══ DATA IN THIS EXERCISE
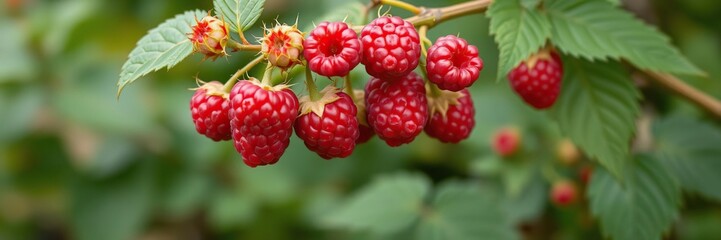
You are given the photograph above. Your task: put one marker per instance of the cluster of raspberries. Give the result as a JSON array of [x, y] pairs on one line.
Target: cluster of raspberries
[[396, 104]]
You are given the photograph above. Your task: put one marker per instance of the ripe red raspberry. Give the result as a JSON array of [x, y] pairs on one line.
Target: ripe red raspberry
[[366, 132], [564, 193], [453, 64], [391, 47], [209, 37], [506, 141], [261, 120], [538, 80], [209, 108], [452, 116], [282, 45], [332, 49], [397, 109], [328, 126]]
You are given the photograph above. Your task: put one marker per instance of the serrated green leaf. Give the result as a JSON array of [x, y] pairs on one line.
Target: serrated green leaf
[[519, 32], [596, 29], [461, 211], [643, 207], [691, 150], [597, 109], [163, 47], [351, 12], [389, 204], [240, 14]]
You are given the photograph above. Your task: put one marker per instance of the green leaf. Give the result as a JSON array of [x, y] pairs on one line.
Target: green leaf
[[463, 211], [596, 29], [644, 207], [597, 109], [389, 204], [164, 46], [690, 149], [115, 208], [519, 32], [241, 14]]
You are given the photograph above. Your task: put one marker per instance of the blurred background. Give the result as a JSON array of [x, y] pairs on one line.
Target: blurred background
[[77, 163]]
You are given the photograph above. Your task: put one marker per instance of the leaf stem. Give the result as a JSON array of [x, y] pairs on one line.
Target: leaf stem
[[348, 87], [403, 5], [679, 87], [243, 46], [267, 75], [310, 84], [233, 79]]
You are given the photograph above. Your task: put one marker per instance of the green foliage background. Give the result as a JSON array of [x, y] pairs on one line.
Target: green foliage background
[[77, 163]]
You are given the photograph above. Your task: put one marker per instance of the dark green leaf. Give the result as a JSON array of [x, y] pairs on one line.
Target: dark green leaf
[[643, 207], [462, 211], [519, 32], [597, 109], [164, 46], [389, 204], [240, 14], [115, 208], [692, 151], [596, 29]]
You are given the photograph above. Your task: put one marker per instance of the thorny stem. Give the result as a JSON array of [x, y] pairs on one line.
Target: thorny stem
[[233, 79], [403, 5], [310, 84], [243, 47]]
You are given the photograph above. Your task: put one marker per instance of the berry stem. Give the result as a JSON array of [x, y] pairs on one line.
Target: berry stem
[[268, 75], [403, 5], [233, 79], [348, 87], [310, 84], [243, 46]]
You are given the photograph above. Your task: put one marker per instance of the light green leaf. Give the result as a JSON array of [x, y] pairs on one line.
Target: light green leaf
[[389, 204], [597, 109], [240, 14], [164, 46], [643, 207], [519, 32], [691, 150], [596, 29], [462, 211]]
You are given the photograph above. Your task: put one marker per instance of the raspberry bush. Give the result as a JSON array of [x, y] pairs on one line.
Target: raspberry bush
[[573, 123]]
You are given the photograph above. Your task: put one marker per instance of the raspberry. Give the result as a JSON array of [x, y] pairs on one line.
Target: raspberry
[[209, 37], [538, 80], [328, 126], [451, 116], [563, 193], [366, 132], [209, 108], [282, 46], [391, 47], [397, 109], [506, 141], [453, 64], [261, 120], [567, 153], [332, 49]]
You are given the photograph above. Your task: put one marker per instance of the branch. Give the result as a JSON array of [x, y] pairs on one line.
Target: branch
[[681, 88]]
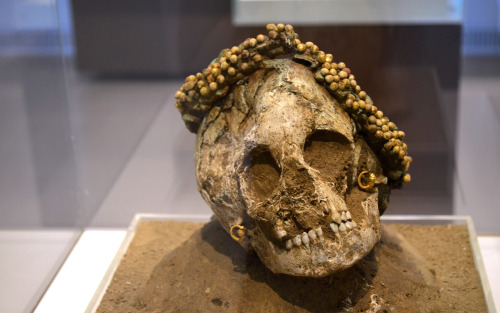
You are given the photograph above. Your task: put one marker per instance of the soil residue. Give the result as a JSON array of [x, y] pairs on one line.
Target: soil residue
[[186, 267]]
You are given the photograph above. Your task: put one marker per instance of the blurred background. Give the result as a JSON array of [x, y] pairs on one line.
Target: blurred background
[[89, 134]]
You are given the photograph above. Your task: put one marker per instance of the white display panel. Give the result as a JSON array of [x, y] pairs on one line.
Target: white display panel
[[346, 12]]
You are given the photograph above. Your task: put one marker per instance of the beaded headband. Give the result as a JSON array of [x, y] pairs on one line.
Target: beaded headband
[[200, 92]]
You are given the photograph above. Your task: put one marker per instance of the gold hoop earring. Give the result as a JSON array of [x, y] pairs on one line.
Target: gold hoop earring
[[371, 180], [240, 232]]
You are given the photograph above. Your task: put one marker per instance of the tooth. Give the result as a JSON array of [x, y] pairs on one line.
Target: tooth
[[312, 234], [336, 217], [319, 232], [305, 239], [297, 240], [334, 227], [281, 233], [342, 227], [349, 225]]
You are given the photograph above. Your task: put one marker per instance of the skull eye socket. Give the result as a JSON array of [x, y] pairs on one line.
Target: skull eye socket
[[330, 153], [263, 173]]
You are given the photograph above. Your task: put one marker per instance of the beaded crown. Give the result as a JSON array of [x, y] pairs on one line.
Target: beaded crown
[[200, 92]]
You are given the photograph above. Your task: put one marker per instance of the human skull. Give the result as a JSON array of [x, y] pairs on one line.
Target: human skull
[[280, 156]]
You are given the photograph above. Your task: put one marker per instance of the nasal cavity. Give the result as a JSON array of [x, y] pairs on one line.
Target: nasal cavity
[[262, 175]]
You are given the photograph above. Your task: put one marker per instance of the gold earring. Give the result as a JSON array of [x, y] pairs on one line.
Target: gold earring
[[371, 180], [240, 232]]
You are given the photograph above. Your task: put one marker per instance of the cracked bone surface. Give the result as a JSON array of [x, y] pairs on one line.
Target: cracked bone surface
[[280, 156]]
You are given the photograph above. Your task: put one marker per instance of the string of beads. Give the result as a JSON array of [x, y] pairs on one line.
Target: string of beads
[[200, 92]]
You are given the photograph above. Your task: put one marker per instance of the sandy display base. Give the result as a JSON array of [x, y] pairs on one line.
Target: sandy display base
[[187, 267]]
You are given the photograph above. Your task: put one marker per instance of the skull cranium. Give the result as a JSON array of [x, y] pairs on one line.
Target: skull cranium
[[280, 156]]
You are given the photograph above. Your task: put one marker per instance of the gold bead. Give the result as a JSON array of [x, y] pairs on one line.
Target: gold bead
[[215, 72], [406, 178], [204, 91], [235, 50], [244, 66], [324, 71], [349, 103], [372, 128]]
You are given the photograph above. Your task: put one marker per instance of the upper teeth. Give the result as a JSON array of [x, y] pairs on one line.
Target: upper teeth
[[305, 239], [312, 234]]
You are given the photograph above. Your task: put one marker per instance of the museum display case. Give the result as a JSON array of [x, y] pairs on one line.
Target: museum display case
[[91, 136]]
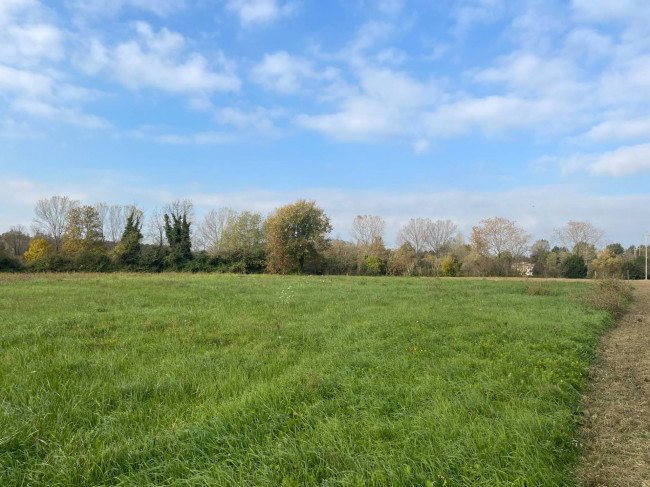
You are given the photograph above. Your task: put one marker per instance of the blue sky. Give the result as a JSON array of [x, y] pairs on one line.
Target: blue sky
[[533, 110]]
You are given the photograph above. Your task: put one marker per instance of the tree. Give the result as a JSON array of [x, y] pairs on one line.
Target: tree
[[497, 236], [616, 248], [16, 240], [38, 248], [211, 230], [607, 264], [402, 262], [341, 257], [128, 250], [579, 236], [177, 231], [83, 231], [539, 251], [573, 267], [295, 234], [415, 233], [51, 217], [439, 235], [243, 235], [156, 228], [450, 267], [366, 228]]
════
## WHAT YOU WILL DO
In your answer, include only the lines above starting at the line that holds "Target: thorny stem" and ending at the line that holds "of the light", copied exactly.

## THE COMPLETED TASK
Target: thorny stem
[[233, 79], [403, 5], [310, 84], [243, 47]]
You are given the photograph above. Your task: put one marker per instance of the berry stem. Give the result as a JSON array of [x, y] pairs on one line.
Target: berry stem
[[268, 75], [403, 5], [233, 79], [348, 87], [310, 84], [243, 46]]
You are given the photograph above. Your task: put one marker per instance of the light green leaf. Give the result as a JSON array of [x, y] pairs on one line.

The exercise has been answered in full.